* **Tekst źródłowy**
- - -

Prezydencki minister: 13 grudnia to realna data zaprzysiężenia nowego rządu

2023-11-22 21:19 aktualizacja: 2023-11-23, 07:18
Prezydent Andrzej Duda. Fot. PAP
Prezydent Andrzej Duda. Fot. PAP
13 grudnia to najbardziej realna data zaprzysiężenia nowego rządu w tzw. drugim kroku - powiedział w środę w TVN 24 prezydencki minister Andrzej Dera. Jego zdaniem, nie ma przeszkód, żeby do zaprzysiężenia doszło przed grudniowym szczytem w Brukseli, ale musi być też gotowość ze strony ewentualnego nowego premiera.

Dera w TVN 24 został zapytany, czy - jeśli misja sformowania rządu przez Mateusza Morawieckiego się nie powiedzie - prezydent Andrzej Duda zdąży powołać rząd Donalda Tuska przed posiedzeniem Rady Europejskiej w Brukseli. Misja Morawieckiego może trwać do 11 grudnia, unijny szczyt jest zaplanowany 14-15 grudnia.

"Myślę, że jest to realna możliwość. Myślę, że najbardziej realną datą, chyba pierwszą możliwą, to będzie 13 grudnia" - powiedział prezydencki minister.

Inną możliwą datą, według Dery, jest 14 grudnia. Jak zaznaczył, wcześniej prezydent będzie w Genewie, z której wróci 12 grudnia.

Prezydencki minister zaznaczył, że "nie ma żadnych przeszkód", aby do zaprzysiężenia doszło przed unijnym szczytem. "Kalendarz mniej więcej na to wskazuje. Też musi być gotowość ze strony ewentualnego nowego premiera także w tym dniu" - zauważył.

13 listopada prezydent Andrzej Duda przyjął dymisję Rady Ministrów, która do czasu powołania nowego rządu będzie nadal sprawować obowiązki, a następnie - zgodnie z wcześniejszymi deklaracjami - desygnował Mateusza Morawieckiego na premiera.

- - -

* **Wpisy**
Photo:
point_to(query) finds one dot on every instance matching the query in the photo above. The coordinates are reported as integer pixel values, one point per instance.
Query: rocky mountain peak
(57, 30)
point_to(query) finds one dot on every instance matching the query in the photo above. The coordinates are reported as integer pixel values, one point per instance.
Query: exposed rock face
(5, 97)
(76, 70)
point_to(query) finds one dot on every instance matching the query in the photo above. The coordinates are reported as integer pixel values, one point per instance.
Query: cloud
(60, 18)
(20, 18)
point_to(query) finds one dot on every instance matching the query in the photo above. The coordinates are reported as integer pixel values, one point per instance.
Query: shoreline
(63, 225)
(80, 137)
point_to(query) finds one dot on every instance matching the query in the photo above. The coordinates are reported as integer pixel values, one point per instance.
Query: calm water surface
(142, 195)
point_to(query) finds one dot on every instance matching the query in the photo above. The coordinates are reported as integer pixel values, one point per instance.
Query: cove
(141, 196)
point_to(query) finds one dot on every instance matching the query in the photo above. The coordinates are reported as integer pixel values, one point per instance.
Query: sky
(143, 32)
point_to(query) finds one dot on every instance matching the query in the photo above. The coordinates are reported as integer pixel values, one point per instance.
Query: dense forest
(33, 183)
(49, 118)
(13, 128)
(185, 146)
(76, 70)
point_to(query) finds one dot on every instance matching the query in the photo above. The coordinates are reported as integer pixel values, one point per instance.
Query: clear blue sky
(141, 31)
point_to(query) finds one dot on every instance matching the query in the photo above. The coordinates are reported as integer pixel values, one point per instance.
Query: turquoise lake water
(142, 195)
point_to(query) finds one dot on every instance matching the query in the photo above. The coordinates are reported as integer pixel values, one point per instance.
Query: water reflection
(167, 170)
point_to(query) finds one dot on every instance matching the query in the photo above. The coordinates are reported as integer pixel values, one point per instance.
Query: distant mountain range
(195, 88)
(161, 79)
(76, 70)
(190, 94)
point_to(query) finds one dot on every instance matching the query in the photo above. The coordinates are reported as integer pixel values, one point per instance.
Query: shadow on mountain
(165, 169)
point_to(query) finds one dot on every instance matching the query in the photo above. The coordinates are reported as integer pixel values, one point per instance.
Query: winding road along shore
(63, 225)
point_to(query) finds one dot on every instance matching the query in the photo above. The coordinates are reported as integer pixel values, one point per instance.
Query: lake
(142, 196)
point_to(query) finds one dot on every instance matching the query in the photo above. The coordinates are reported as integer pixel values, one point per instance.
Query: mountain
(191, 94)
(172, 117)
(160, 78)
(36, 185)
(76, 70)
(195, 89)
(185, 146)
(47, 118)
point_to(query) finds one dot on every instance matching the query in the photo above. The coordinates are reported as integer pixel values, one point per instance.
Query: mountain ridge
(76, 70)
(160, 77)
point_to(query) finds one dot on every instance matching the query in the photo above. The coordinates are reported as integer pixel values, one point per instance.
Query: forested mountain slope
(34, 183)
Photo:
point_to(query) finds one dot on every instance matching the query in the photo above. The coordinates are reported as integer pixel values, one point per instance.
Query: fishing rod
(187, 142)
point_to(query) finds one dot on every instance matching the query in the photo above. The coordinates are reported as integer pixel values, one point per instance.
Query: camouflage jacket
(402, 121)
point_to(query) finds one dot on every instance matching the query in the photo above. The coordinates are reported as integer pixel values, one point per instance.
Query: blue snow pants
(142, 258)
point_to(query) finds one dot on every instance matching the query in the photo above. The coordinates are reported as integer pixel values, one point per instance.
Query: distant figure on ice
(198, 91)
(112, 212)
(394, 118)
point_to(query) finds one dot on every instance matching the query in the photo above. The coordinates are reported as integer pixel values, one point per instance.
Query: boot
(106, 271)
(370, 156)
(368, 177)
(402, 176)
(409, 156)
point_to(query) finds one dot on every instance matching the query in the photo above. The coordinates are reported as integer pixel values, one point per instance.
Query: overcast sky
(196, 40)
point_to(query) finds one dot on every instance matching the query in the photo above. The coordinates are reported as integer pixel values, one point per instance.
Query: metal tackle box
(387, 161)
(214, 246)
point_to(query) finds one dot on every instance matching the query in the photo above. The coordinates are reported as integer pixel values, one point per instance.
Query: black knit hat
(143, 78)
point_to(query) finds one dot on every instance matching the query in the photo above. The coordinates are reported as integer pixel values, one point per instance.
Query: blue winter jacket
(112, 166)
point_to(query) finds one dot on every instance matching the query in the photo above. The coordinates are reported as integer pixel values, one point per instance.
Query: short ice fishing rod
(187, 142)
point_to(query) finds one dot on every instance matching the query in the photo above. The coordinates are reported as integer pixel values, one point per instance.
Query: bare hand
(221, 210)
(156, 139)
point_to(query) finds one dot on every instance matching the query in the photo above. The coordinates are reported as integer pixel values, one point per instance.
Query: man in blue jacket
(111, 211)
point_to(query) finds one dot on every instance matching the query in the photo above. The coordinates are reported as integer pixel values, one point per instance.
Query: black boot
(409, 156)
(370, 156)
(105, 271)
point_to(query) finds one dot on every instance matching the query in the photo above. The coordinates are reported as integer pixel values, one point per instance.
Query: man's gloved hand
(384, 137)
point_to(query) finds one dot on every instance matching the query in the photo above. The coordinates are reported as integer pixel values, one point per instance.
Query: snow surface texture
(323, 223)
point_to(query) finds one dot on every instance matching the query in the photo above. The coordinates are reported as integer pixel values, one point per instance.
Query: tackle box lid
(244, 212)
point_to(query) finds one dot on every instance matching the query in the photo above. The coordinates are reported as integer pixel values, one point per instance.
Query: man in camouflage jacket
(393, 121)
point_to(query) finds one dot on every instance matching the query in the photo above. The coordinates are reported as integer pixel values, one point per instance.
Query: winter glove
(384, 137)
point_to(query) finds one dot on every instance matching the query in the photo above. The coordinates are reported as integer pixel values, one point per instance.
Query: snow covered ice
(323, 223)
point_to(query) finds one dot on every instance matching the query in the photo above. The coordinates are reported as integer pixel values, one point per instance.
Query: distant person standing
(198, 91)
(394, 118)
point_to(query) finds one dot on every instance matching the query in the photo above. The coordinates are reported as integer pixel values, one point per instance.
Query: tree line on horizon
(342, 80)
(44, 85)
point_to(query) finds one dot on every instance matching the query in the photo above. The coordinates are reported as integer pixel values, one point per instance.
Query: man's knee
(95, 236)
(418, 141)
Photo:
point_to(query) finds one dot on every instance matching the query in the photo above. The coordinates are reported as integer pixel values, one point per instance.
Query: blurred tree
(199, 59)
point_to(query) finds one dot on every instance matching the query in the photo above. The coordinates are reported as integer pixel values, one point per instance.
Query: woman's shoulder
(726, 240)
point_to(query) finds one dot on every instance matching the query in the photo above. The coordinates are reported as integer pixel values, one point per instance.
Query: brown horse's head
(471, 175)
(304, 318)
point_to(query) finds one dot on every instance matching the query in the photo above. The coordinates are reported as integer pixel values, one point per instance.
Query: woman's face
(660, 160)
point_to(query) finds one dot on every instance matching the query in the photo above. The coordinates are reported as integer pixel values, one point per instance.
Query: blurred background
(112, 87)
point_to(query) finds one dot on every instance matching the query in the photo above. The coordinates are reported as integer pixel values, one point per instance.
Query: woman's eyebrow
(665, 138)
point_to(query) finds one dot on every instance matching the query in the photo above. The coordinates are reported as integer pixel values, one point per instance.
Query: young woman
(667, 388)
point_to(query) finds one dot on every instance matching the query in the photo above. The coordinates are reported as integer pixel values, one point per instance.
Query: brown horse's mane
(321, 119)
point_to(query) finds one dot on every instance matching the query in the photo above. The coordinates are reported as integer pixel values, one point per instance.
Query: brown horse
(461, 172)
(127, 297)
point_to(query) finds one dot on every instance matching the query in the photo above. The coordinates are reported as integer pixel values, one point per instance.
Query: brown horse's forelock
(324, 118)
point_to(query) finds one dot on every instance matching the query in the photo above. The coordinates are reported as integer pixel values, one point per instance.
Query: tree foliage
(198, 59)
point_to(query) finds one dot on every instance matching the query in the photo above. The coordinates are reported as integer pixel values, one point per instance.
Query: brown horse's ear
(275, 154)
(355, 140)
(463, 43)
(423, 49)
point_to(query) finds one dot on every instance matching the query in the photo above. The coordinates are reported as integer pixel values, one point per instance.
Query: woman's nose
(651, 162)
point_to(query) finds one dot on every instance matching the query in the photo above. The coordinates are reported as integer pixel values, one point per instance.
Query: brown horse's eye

- - -

* **Polecenia**
1. Streść artykuł w dwóch zdaniach.
2. Z jakiego miasta prezydent wróci 12 grudnia według artykułu?
3. Proszę przytoczyć dosłownie fragment artykułu, zaczynając od „13 listopada prezydent” i kończąc na „Morawieckiego na premiera.”.
Wpisy nie mają związku z artykułem.

* **Odpowiedzi do poleceń**
1. Prezydencki minister Andrzej Dera powiedział w TVN 24, że 13 grudnia to najbardziej realna data zaprzysiężenia nowego rządu w tzw. drugim kroku, a inną możliwą datą jest 14 grudnia. Jego zdaniem nie ma przeszkód, by do zaprzysiężenia doszło przed unijnym szczytem w Brukseli zaplanowanym na 14-15 grudnia, ale musi być też gotowość ze strony ewentualnego nowego premiera.

2. Z Genewy.

3.
13 listopada prezydent Andrzej Duda przyjął dymisję Rady Ministrów, która do czasu powołania nowego rządu będzie nadal sprawować obowiązki, a następnie - zgodnie z wcześniejszymi deklaracjami - desygnował Mateusza Morawieckiego na premiera.